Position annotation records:
☆ ☆ ☆

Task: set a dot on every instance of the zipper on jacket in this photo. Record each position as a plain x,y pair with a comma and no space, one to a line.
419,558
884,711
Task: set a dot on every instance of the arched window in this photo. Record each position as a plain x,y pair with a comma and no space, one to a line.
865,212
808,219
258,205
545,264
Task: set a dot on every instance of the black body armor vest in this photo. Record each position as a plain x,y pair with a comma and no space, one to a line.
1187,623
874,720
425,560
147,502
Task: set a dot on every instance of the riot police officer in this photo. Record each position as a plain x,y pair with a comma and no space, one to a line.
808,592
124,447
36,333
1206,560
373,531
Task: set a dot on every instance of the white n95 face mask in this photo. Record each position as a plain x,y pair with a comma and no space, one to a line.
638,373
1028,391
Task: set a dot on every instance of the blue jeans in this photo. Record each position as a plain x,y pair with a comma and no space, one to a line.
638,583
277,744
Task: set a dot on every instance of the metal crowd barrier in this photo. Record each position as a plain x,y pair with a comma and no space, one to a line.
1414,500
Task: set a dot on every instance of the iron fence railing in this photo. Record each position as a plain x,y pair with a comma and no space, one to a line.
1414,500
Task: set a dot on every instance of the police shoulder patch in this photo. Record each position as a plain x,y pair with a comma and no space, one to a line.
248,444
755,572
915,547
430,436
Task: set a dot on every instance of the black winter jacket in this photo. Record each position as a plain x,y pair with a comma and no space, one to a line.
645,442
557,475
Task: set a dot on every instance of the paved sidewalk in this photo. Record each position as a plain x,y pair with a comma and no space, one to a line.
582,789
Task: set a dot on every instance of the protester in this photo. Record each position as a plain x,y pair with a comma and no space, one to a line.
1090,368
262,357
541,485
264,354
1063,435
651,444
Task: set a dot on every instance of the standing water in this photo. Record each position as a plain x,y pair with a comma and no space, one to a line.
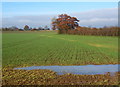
83,69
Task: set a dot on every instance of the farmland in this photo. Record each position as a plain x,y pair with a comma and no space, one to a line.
29,48
50,48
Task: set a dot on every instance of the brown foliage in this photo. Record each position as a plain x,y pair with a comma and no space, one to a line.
64,22
111,31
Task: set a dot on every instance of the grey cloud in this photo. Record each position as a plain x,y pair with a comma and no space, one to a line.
98,18
95,18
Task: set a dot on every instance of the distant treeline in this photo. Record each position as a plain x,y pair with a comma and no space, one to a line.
26,28
108,31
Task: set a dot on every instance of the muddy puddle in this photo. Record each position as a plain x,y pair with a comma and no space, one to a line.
82,69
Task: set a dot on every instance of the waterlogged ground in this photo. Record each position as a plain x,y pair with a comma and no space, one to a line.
24,49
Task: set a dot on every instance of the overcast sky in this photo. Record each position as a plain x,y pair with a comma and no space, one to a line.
36,14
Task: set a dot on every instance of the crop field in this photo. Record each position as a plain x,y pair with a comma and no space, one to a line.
50,48
20,49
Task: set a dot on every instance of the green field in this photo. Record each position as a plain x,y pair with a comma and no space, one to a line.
50,48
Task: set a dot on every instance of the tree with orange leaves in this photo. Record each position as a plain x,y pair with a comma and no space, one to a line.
65,22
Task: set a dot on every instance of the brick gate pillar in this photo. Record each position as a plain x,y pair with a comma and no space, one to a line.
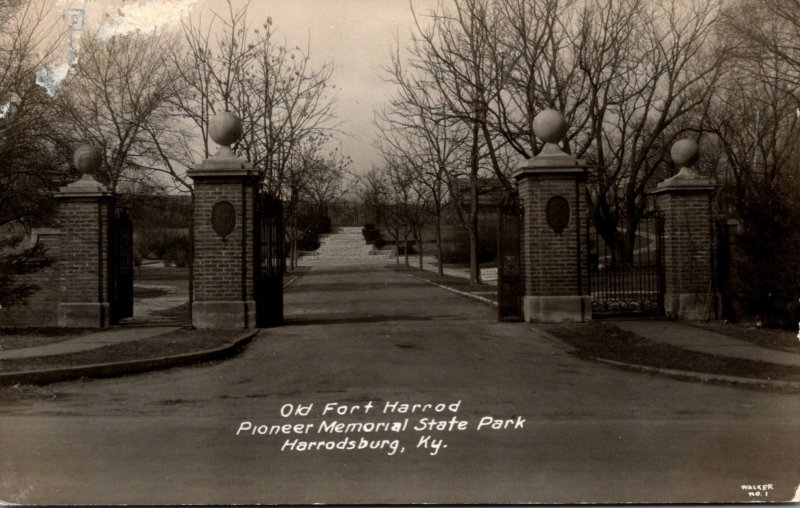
554,251
225,191
85,211
685,202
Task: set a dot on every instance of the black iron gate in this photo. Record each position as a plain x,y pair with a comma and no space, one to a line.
120,260
510,279
626,268
270,262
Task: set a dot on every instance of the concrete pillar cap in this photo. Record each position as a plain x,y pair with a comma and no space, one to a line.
550,126
85,185
225,129
87,158
684,153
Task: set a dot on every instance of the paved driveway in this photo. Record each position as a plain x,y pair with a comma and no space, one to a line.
360,336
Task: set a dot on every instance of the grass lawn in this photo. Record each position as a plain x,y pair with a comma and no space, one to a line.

☆ ☆ ☆

= Challenge =
Without including the pictures, reproduce all entries exactly.

= Solved exercise =
Task: set a dot on every instance of the zipper on jacket in this photo. Record each position as a plain x,y pair with a comma and no space, one to a line.
419,558
884,711
Task: set a dot on every instance of the arched window in this photo. Record each position as a plain x,y pair with a comma and no space, one to a line.
865,212
808,219
258,205
545,264
Task: set a dot on every instance of the black body armor vest in this photo. Record each position as a plain x,y pair with a comma and no space, one to a line.
1187,623
874,720
425,560
147,502
Task: set a dot on every instance of the riot police officer in this photo. Record each position as a plain x,y pair with a comma and no space, one to a line.
808,592
124,447
36,333
1206,560
373,531
Task: set a dot on every instance of the white n95 face mask in this photo. Record each position as a plain x,y pair with a comma and no space, one to a line.
638,373
1028,391
Task: set a dot on every instance of the blue jeans in this photo. Record each position as a plain x,y pair with a comma and no space, one to a line.
638,583
277,744
Task: set a dot on every instance of the metal crowd barrier in this photo. Record each position as a plain x,y pair with a comma and no space, one to a line.
1414,500
Task: set a dot on every instance of the iron fence railing in this photo. Record each position as a plain x,y pair with a comma and no space, one to a line.
1414,500
Task: set a dot on every instance of the police shoulder patch in this photo. Record each position as a plain x,y pair with a comma and no space, one to a line.
248,444
755,572
915,547
430,436
Task: set a dot on every instance of the black winter jacket in this photo. Record each position as a plain x,y pair with a comma and no space, one to a line.
645,442
557,475
Task: set a dot on every instance of the paved sidewalk in this photo. Record each position as a plain x,y pair with a comma and no space, one to a line.
582,789
Task: set a dot on every instance of the protester in this photo. Record each position as a plain x,y pair with a comma and no space, one to a line.
1090,368
262,357
541,485
264,354
1063,435
651,444
Task: set a dot on every instance of the standing water in this photo. Record each position as a plain x,y pair with a comma and no space, one to a line.
83,69
Task: set a dot on every instance of the farmland in this photo. Record each position as a plain x,y pair with a comma and no space, one to a line.
29,48
50,48
Task: set a dot on every instance of the brown foliage in this photo. Record each position as a plain x,y pair with a comma and no space, one to a line.
64,22
111,31
Task: set a dot on every instance of the grey cloud in this photo. Record each position as a plain x,y pair with a comma and no space, one to a line.
98,18
95,18
Task: set a dot on every instance of the distant treeline in this photo. Record each position as a plain x,y pair with a comma and no space, one to a line.
26,28
108,31
Task: set a dot on every instance of the muddy puddle in this photo. Record each position as a plain x,y pair with a comma and no space, one to a line.
82,69
Task: set a dot on every instance of the waterlogged ground in this photo. Record each position as a plain x,y pair with a comma and no space, one to a line.
24,49
Task: set a dot on every instance of the overcast sky in this photo. Record each position as a plain x,y pair with a comma and no space, one to a line.
36,14
Task: set a dot on every instance of the crop field in this photo. Record each position as a plain x,y pair with a comma and no space, one to a line.
50,48
20,49
Task: set a dot on every instance of the green field in this photo. Record each position as a plain x,y pair with a comma and no space, one to a line.
50,48
Task: set a dot on every instance of the tree with orange leaves in this photo. Record each position as a plain x,y pair with a comma and no space, one to a line.
65,22
Task: set a dot on every instance of the brick gate pillar in this photo. Record each position as a plain x,y pair with a comma and no space, one to a line.
554,251
225,191
85,211
685,202
Task: set a dot on every instance of the black iron gate in this photo. Record each position as a plain x,y pair with a comma and no space, one to a line.
120,260
510,279
626,268
270,262
Task: set a dot on every instance of the concrete pillar cap in this photo. Record each position as a plain x,y pair with a comma and no space, one to a line.
550,126
85,185
225,129
87,158
684,153
Task: set a dot on every instance of the paved driveway in this photo. Record each position as a plain x,y pair with a comma and no space, one to a line.
360,336
Task: set a dot on every instance of the grass lawn in this photo. Record each position as a plain x,y pair with a comma and no space, one to a line.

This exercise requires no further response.